# [ZU ERLEDIGEN]
[A] Fasse im Text über den Finowkanal den Absatz, der mit „Genau wie der Oder-Havel-Kanal“ beginnt, als kurze Stichpunktliste zusammen. Die wesentlichen Fakten sollen erhalten bleiben.
[B] Führe den Text über den Finowkanal im selben Ton nach seinem letzten Satz weiter.

# [TEXTAUSZUG]
• • •
Der Radweg entlang des Finowkanals bietet für jeden etwas

Naturschönheit, Paddelspaß und Lost Places

Immerhin ist er ein Rekordhalter: der Finowkanal, Deutschlands älteste künstliche Wasserstraße, erbaut in Handarbeit (!) von 1605 bis 1620. Er ist 32 Kilometer lang, und im Gegensatz zum parallel verlaufenden Oder-Havel-Kanal wesentlich romantischer, da nicht so schnurgerade.

Genau wie der Oder-Havel-Kanal verbindet der Finowkanal Oder und Havel und war für die Schifffahrt einst extrem wichtig. Er verfügt über 12 handbetriebene Schleusen; und bis vor kurzem konnte man waschechte, festangestellte Schleusenwärter dabei beobachten, wie sie diese bedienenten. Jetzt werden die Schleusen modernisiert und auf Automatikbetrieb umgestellt.

Blick auf den idyllischen Finowkanal
Blick auf den idyllischen Finowkanal

 

Links und rechts des Finowkanals, vor allem in Eberswalde und Finow, siedelte sich Industrie an – so viel, dass die Gegend bald den Beinamen „Märkisches Wuppertal“ erhielt.

Die imposanten Ruinen der Eisenspalterei, des Messingwerkes, des Walzwerkes, der Papierfabrik und dem Kraftwerk Heegermühle säumen den Finowkanal und zeugen von der Industriegeschichte. Anfang des 20. Jahrhunderts wurde der Finowkanal zu klein für den starken Schiffsverkehr, deswegen ließ Kaiser Wilhelm II parallel zum Finowkanal den Oder-Havel-Kanal bauen, den er damals in Hohenzollernkanal taufte.
• • •
# [AUSGANGSMATERIAL]

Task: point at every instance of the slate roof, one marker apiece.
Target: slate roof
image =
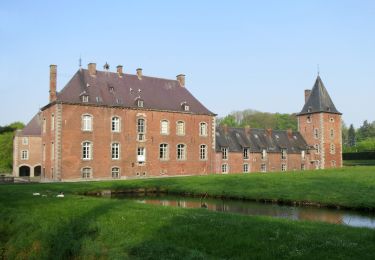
• • •
# [ERGEBNISSE JE AUFGABE]
[A]
- verbindet wie der Oder-Havel-Kanal die Oder mit der Havel
- war früher äußerst wichtig für die Schifffahrt
- besitzt 12 handbetriebene Schleusen, die bis vor kurzem festangestellte Schleusenwärter bedienten
- die Schleusen werden jetzt modernisiert und auf Automatikbetrieb umgestellt

[B]
Die Radtour entlang des Finowkanals

Per Rad lässt sich der größte Teil des Finowkanals bequem abfahren. Vorteil: es ist immer eben, da ein Kanal bekanntlich keine Hügel hinauffließt. Man fährt meist auf dem sogenannten Treidelweg. „Treideln“ heißt: mit dem Seil ziehen. Wenn Kähne ohne Motor früher gegen den Strom fuhren, mussten sie von Menschen oder Pferden mit Seilen gezogen werden. Und diese Zugtiere liefen immer den Uferweg entlang.

Da es an der Mündung des Finowkanals in die Oder keinen Bahnhof gibt, empfiehlt es sich, die Tour am Bahnhof in Bad Freienwalde zu beginnen. Hier, am Rand der Märkischen Schweiz, ist es noch etwas hügelig.  Von Bad Freienwalde geht es Richtung Schiffmühle, dann durch ein Waldstück weiter bis zum Dorf Bralitz. Das hübsche Städtchen Oderberg, in dem bis vor wenigen Jahren noch eine große Werft für Schiffbau existierte, wird rechts liegengelassen.

Der breite Fluss, der jetzt auf der rechten Seite auftaucht, heißt Wriezener Alte Oder, er fließt in die Oder bei Hohensaaten. Kurz darauf tauchen zwei technische Ungetüme auf: die beiden Schiffshebewerke in Niederfinow. Hier lohnt es sich, eine Pause zu machen und sich diese Wunderwerke genauer anzuschauen. Das alte Hebewerk, ganz aus Stahl und Hunderttausenden von Nieten erbaut, ist noch immer in Betrieb.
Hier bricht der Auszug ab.